-- Provided records --

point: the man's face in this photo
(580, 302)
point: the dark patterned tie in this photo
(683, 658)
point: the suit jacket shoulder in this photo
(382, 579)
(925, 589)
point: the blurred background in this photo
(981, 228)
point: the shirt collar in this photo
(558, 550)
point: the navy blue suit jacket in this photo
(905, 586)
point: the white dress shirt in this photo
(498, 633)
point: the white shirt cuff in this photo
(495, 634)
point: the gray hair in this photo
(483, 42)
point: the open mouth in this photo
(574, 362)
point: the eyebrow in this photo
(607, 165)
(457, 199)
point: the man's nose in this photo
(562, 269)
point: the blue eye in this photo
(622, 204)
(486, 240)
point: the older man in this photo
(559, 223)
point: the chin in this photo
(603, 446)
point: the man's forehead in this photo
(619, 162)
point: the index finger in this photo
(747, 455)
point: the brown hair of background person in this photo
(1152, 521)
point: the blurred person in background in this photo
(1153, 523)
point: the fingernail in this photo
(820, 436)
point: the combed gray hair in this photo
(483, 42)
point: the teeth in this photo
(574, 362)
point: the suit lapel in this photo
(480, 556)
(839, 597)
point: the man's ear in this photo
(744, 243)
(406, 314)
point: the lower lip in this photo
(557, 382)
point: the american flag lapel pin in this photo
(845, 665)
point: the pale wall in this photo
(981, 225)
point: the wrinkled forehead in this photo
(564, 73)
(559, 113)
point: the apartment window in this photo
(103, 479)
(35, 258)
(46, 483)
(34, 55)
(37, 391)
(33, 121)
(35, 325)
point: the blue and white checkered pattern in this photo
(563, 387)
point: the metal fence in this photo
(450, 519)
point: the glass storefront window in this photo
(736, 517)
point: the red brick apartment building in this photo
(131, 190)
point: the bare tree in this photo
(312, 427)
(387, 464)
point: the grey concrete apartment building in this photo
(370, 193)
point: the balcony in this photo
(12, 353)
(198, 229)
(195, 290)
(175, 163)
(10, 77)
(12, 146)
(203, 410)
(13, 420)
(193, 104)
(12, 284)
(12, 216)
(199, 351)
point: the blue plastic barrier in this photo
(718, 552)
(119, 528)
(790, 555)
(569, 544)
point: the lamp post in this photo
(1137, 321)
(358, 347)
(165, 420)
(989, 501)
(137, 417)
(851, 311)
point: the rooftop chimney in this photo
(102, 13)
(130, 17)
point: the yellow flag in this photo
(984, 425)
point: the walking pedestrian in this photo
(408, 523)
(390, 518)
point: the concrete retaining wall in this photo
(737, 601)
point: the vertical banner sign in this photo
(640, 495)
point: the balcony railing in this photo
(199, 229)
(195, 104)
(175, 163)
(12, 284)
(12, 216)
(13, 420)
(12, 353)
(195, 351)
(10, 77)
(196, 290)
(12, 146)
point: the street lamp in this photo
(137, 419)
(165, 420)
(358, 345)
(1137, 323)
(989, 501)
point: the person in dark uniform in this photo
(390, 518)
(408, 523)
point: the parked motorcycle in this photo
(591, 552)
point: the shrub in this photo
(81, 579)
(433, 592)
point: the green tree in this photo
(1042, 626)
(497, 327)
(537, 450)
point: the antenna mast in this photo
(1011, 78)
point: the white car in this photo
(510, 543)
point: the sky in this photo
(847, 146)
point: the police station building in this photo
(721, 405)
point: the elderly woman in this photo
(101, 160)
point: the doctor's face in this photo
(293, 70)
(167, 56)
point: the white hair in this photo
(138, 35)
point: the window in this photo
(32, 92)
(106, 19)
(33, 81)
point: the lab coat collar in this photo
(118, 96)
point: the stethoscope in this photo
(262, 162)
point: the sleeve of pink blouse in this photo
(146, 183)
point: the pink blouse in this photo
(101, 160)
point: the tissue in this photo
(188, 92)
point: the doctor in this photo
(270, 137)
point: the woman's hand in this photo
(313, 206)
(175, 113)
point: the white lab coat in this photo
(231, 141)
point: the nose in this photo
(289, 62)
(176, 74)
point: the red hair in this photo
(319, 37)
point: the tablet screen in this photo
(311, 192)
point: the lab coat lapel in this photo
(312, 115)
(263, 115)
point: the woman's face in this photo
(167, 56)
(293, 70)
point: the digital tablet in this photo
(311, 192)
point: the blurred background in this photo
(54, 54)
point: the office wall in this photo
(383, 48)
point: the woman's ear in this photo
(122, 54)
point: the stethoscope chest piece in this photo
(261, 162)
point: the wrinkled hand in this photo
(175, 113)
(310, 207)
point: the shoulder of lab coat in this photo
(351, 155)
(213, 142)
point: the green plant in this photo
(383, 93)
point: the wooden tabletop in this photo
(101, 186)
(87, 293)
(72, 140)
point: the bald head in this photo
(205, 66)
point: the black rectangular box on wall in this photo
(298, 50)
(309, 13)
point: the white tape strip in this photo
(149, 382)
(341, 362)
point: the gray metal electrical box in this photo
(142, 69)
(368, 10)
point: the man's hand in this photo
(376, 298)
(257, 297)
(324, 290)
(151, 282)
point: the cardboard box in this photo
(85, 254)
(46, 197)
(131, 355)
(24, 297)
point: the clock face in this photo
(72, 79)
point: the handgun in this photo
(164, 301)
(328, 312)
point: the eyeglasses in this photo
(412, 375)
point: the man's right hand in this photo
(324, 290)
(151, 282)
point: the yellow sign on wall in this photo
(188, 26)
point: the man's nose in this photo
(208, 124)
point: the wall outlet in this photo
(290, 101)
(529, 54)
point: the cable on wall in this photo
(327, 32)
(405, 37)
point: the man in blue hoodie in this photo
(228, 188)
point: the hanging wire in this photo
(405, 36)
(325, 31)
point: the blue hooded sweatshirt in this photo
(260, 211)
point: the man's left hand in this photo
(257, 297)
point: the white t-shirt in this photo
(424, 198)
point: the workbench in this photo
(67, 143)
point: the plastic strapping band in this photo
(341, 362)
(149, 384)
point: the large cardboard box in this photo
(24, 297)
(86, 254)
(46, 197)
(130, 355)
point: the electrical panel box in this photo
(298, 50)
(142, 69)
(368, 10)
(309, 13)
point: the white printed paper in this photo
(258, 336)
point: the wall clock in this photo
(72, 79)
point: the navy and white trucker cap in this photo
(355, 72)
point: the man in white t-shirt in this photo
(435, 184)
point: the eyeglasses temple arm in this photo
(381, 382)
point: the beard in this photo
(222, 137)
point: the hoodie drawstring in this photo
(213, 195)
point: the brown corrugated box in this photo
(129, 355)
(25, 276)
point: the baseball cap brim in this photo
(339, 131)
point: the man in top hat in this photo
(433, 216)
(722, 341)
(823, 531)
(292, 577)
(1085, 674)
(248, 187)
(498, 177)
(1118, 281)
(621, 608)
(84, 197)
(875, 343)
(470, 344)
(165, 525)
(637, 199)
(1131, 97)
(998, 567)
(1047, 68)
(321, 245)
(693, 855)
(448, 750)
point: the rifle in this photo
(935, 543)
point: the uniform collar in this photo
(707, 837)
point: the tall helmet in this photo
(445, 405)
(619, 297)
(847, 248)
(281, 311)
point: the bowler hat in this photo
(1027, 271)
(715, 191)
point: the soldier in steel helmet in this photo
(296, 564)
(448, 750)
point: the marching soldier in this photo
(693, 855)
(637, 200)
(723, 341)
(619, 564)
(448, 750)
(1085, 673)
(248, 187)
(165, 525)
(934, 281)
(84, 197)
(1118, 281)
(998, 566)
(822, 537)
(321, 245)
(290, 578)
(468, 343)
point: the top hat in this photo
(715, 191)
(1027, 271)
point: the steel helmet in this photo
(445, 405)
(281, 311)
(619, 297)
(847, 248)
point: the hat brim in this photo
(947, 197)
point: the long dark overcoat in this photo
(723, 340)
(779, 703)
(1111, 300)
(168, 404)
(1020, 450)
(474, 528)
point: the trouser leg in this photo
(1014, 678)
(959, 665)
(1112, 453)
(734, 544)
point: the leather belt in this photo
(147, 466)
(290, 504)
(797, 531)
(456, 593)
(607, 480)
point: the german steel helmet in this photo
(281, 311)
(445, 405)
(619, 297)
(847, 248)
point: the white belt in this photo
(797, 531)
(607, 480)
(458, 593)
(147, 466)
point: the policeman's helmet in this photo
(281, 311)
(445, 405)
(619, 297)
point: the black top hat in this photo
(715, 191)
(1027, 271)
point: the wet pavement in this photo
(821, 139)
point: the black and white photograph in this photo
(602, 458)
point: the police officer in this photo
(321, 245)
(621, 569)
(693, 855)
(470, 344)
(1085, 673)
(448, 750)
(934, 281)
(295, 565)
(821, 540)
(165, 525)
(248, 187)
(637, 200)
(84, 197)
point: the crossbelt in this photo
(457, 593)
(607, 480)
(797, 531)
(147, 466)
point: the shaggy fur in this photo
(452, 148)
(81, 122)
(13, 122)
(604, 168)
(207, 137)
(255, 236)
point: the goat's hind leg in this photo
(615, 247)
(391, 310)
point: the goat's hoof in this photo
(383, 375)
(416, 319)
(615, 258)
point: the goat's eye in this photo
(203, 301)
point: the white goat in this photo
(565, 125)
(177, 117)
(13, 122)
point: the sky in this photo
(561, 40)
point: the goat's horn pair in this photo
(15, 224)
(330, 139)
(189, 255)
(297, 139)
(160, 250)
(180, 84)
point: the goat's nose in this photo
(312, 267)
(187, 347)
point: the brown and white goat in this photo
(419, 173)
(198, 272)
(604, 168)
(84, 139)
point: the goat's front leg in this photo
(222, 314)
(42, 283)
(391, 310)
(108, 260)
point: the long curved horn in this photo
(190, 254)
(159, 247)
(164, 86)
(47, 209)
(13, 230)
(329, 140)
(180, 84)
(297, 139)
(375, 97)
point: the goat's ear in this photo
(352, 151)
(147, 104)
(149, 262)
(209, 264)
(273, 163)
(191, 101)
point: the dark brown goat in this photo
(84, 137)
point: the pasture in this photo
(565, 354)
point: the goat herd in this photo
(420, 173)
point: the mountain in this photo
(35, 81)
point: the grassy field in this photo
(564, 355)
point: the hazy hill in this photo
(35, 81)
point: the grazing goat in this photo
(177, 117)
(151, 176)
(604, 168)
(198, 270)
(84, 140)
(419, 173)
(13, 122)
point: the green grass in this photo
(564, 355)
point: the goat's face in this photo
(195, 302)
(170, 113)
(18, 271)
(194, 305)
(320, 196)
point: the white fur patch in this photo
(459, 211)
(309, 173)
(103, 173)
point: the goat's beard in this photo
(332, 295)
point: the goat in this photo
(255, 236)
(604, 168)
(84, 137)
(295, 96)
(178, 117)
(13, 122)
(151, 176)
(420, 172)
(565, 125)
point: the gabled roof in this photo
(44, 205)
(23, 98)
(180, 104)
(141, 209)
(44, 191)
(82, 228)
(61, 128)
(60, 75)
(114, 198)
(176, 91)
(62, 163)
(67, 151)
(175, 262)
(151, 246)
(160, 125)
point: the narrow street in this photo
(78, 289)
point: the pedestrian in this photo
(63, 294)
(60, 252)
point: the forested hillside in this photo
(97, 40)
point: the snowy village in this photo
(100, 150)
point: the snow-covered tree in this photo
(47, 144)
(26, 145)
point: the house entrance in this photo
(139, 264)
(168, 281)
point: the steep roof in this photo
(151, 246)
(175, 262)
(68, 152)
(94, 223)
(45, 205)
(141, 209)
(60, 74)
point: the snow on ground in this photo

-- Problem details --
Copy everything from the first line of the items down to and including the line containing "(1153, 523)", reproducing each line word for word.

-- Complete response --
point: the man's face in this photo
(580, 302)
point: the dark patterned tie in this photo
(683, 658)
point: the suit jacket shoulder in this photo
(382, 579)
(925, 589)
point: the blurred background in this photo
(981, 228)
point: the shirt collar in this photo
(558, 550)
point: the navy blue suit jacket in this photo
(905, 586)
point: the white dress shirt in this photo
(498, 633)
point: the white shirt cuff in this photo
(495, 634)
point: the gray hair in this photo
(483, 42)
point: the open mouth in this photo
(574, 362)
point: the eyebrow in this photo
(607, 165)
(457, 199)
point: the man's nose in this photo
(562, 269)
point: the blue eye in this photo
(622, 204)
(486, 240)
point: the older man in this photo
(559, 223)
point: the chin in this photo
(603, 446)
point: the man's forehead in this photo
(619, 162)
point: the index finger in this photo
(747, 455)
point: the brown hair of background person in this photo
(1152, 521)
point: the blurred person in background in this photo
(1153, 523)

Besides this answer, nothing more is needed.